The DARPA Cyber Grand Challenge (CGC) 2016 competition has captured the imagination of many with its AI challenge. In a nutshell, it is a contest where seven highly capable computers compete, and a team owns each computer. Each group creates a piece of software that can autonomously identify flaws in their computer and fix them and identify flaws in the other six computers and hack them. A game inspired by the Catch The Flag (CTF) game is played by real teams protecting their computer and hacking into others aiming to capture a digital asset which is the flag. In the CGC challenge, the goal is to build an offensive and defensive AI bot that follows the CTF rules.
In recent five years, AI has become a highly popular topic discussed both in the corridors of tech companies as well as outside of it where the amount of money invested in the development of AI aimed at different applications is tremendous and growing. Use cases of industrial and personal robotics, smart human to machine interactions, predictive algorithms of all different sorts, autonomous driving, face and voice recognition, and other extreme use cases. AI as a field in computer science has always sparked the imagination which also resulted in some great sci-fi movies. Recently we hear a growing list of a few high-profile thought leaders such as Bill Gates, Stephen Hawking, and Elon Musk raising concerns about the risks involved in developing AI. The dreaded nightmare of machines taking over our lives and furthermore aiming to harm us or even worse, annihilate us is always there.

(Rows from a dataset)

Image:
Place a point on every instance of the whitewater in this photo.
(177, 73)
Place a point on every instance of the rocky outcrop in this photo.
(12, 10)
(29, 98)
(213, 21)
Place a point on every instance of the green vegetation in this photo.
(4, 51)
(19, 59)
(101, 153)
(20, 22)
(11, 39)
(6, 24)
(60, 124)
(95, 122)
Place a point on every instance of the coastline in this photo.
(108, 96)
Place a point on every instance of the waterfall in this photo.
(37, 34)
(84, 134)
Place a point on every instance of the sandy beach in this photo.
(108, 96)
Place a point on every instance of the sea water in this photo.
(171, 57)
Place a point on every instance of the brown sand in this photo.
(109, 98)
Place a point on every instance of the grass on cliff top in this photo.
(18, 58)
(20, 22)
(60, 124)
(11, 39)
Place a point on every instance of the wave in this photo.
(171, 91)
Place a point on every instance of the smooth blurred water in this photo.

- **Set problem 1**
In the passage on the Cyber Grand Challenge, rewrite the part that opens with the words containing "The DARPA Cyber" and closes with "the CTF rules.", substituting "virtual prize" for "digital asset".
- **Set problem 2**
According to the passage on the Cyber Grand Challenge, how many computers compete in the contest?

- **Task output 1**
The DARPA Cyber Grand Challenge (CGC) 2016 competition has captured the imagination of many with its AI challenge. In a nutshell, it is a contest where seven highly capable computers compete, and a team owns each computer. Each group creates a piece of software that can autonomously identify flaws in their computer and fix them and identify flaws in the other six computers and hack them. A game inspired by the Catch The Flag (CTF) game is played by real teams protecting their computer and hacking into others aiming to capture a virtual prize which is the flag. In the CGC challenge, the goal is to build an offensive and defensive AI bot that follows the CTF rules.

- **Task output 2**
Seven computers compete, each owned by a team.